─── Given data

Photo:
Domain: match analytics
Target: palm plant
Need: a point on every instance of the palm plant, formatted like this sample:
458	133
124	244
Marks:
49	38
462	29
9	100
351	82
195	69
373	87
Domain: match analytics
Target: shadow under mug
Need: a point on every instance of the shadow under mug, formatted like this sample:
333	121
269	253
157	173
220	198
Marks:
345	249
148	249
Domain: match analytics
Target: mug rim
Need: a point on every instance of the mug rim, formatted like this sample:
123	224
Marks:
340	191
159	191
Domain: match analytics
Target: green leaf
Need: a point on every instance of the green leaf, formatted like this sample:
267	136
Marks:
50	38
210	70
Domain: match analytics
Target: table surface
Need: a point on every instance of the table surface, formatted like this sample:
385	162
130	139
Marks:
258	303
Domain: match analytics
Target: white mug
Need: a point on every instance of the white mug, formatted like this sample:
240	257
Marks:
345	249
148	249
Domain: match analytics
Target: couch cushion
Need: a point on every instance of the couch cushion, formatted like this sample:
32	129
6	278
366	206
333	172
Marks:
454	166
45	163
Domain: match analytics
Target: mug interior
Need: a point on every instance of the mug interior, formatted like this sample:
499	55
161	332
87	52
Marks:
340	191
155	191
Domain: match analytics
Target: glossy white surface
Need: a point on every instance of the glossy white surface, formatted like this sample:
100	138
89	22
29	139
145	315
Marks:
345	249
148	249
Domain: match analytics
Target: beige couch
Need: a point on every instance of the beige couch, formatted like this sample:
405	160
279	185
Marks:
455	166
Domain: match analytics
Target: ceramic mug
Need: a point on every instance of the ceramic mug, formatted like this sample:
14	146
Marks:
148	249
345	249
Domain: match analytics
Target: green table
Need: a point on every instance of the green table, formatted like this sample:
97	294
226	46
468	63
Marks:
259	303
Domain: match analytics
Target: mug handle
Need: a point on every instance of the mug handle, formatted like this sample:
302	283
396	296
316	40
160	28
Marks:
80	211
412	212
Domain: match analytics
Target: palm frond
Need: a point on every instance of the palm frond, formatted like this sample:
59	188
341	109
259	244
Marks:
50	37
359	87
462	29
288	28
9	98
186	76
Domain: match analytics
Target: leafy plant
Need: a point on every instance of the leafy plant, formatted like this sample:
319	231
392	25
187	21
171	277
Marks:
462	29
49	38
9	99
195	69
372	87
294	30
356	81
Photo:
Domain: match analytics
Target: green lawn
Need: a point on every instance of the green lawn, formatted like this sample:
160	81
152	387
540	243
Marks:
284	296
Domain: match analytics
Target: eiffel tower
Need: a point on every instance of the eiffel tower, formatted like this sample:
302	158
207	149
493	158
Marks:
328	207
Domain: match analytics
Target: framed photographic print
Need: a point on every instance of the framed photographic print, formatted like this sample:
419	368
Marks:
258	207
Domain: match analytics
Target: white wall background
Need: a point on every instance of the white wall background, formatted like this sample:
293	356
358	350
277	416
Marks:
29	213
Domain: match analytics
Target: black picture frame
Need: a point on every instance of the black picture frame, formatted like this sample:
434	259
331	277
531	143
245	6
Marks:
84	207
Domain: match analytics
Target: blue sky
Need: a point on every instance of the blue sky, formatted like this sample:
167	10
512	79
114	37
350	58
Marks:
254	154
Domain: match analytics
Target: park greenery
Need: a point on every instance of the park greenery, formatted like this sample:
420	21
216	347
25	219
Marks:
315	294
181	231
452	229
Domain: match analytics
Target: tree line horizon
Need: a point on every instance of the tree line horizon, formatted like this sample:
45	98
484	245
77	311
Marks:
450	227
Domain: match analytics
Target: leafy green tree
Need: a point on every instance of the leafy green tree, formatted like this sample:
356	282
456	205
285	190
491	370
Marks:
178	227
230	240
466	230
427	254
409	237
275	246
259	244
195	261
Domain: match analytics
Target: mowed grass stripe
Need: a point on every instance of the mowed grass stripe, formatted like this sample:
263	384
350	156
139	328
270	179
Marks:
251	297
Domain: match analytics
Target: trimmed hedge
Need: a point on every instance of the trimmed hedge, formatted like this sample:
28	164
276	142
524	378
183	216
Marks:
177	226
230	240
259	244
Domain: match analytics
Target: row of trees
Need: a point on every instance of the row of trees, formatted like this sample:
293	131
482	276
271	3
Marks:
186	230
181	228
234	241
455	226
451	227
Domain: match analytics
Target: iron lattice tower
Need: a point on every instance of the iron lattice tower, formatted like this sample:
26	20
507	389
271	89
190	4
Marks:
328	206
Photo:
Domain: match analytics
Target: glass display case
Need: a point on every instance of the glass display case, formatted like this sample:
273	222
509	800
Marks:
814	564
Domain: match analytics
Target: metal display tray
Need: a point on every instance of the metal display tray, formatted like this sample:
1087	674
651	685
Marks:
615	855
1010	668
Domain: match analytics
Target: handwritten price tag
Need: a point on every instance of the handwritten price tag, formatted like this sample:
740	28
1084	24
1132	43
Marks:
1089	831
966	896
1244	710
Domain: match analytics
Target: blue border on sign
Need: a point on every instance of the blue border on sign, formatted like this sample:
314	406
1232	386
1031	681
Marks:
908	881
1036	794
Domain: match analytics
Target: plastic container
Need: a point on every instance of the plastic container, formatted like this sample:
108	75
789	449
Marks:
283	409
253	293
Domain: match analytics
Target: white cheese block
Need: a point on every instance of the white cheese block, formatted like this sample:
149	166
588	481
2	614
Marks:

──────

**Given instruction:**
Reproduce each line of the material above precisely.

**The response:**
Photo:
Domain: match analytics
Target: palm plant
Need: a point on every instance of the palm plant, formatted like this sample:
458	133
124	244
Marks:
49	38
462	29
9	100
351	82
195	69
373	87
Domain: match analytics
Target: shadow under mug
Need: a point on every instance of the shadow under mug, formatted like this sample:
333	121
269	253
157	173
220	198
Marks:
345	249
148	249
Domain: match analytics
Target: mug rim
Need: a point on every instance of the mug rim, formatted like this sample:
123	224
Marks:
340	191
159	191
Domain: match analytics
Target: green leaf
Need: a point on every instance of the green leaf, formatted like this sample:
267	136
Marks:
50	38
210	70
Domain: match analytics
Target: table surface
Need: a point on every instance of the table surface, formatted like this sample:
385	162
130	139
Marks:
258	303
Domain: match analytics
Target: white mug
Need: a point on every instance of the white mug, formatted like this sample:
240	257
Marks:
345	249
148	249
Domain: match analytics
Target: couch cushion
Need: a point on every instance of the couch cushion, formatted like this sample:
32	129
6	278
366	206
333	172
Marks:
454	166
45	163
Domain: match analytics
Target: mug interior
Need: a point on every instance of the mug interior, formatted like this sample:
499	55
161	332
87	52
Marks:
340	191
155	191
Domain: match analytics
Target: glossy white surface
Need: a point on every instance of the glossy white surface, formatted like this sample:
100	138
89	22
29	139
145	315
Marks:
345	249
148	249
Domain: match analytics
Target: beige couch
Need: a point on every instance of the beige couch, formatted like this sample:
405	160
279	185
Marks:
455	166
Domain: match analytics
Target: ceramic mug
Need: a point on every instance of the ceramic mug, formatted like this sample:
14	146
Marks:
148	249
345	249
Domain: match analytics
Target: green table
Need: a point on every instance of the green table, formatted like this sample:
97	294
226	46
468	63
Marks:
259	303
Domain: match analytics
Target: mug handle
Need: a point on every instance of the mug handle, formatted like this sample:
302	283
396	296
316	40
160	28
Marks:
80	211
412	212
Domain: match analytics
Target: palm frond
Need: a point on every instance of the palm frond, formatted like this sample:
59	188
341	109
259	244
Marks:
50	37
359	87
462	29
288	28
9	98
186	76
Domain: match analytics
Target: leafy plant
Need: a point on every instance of the leafy plant, formatted like this sample:
319	231
392	25
187	21
171	277
Marks:
462	29
49	38
9	99
195	69
372	87
294	30
356	81
Photo:
Domain: match analytics
Target: green lawn
Need: a point on every instance of the green lawn, formatted like this sample:
160	81
152	387
540	243
Marks:
284	296
Domain: match analytics
Target: eiffel tower
Need: a point on every instance of the eiffel tower, formatted like this sample:
302	158
207	149
493	158
Marks:
328	207
Domain: match analytics
Target: framed photographic print
Need: a point on every instance of the framed photographic print, formatted like this sample:
419	368
Marks:
258	207
Domain: match analytics
Target: white wall background
Need: a point on every instance of the white wall background, formatted like this sample:
293	356
358	350
277	416
Marks:
29	213
Domain: match analytics
Target: black picture frame
Need: a point on every instance of the black picture frame, formatted like this sample:
434	259
331	277
531	143
245	6
Marks:
84	207
Domain: match analytics
Target: blue sky
Need: a point on every instance of the blue sky, formatted like this sample:
167	10
512	79
114	37
350	58
Marks:
254	154
Domain: match analytics
Target: park greenery
Need: a point on every instance of the park greenery, formatted like this sample:
420	21
216	347
25	219
Marks:
315	294
181	231
452	229
Domain: match analytics
Target: tree line horizon
Need: a point on every instance of the tree line horizon, formatted like this sample:
45	98
484	245
77	311
Marks:
450	227
Domain: match analytics
Target: leafy green tree
Need: a point on every instance of the leafy green tree, formatted like this sample:
356	282
456	205
285	190
491	370
Marks:
178	227
230	240
466	230
427	254
409	237
275	246
259	244
195	261
Domain: match analytics
Target: mowed grass stripe
Need: a point on every instance of the mowed grass stripe, formatted like this sample:
263	384
350	156
139	328
270	179
Marks:
251	297
Domain: match analytics
Target: trimmed hedge
Need: a point on every instance of the trimmed hedge, formatted like this sample:
28	164
276	142
524	378
183	216
Marks:
177	226
230	240
259	244
Domain: match analytics
Target: row of trees
Need: a point on every instance of the row of trees, formatted like this sample:
293	131
482	276
271	3
Marks:
186	230
181	228
234	241
455	226
451	227
Domain: match analytics
Target: iron lattice tower
Need: a point on every instance of the iron lattice tower, formatted like this sample:
26	20
507	389
271	89
190	4
Marks:
328	206
Photo:
Domain: match analytics
Target: glass display case
Need: a point on every instance of the glass display case, formatted like this sample:
273	222
509	800
Marks:
814	564
Domain: match analytics
Target: metal display tray
Need: a point on every instance of the metal display tray, formatted like this sample:
1087	674
651	685
Marks:
615	855
1010	668
Domain: match analytics
Target: handwritten price tag
Need: a point on every instance of the handwritten price tag, formatted like this sample:
740	28
1084	24
1132	43
Marks:
1089	831
966	896
1244	710
Domain: match analytics
Target: blue border on sign
Need: a point on every instance of the blue border on sign, formatted like this sample:
314	406
1232	386
1031	681
Marks:
908	881
1036	794
Domain: match analytics
Target: plastic container
Need: a point on every instance of the plastic container, formatted like this sample:
108	75
789	449
Marks:
283	409
253	293
Domain: match analytics
Target: white cheese block
Need: a point on every instance of the white cheese block, formatted like this sample:
149	166
588	481
2	614
Marks:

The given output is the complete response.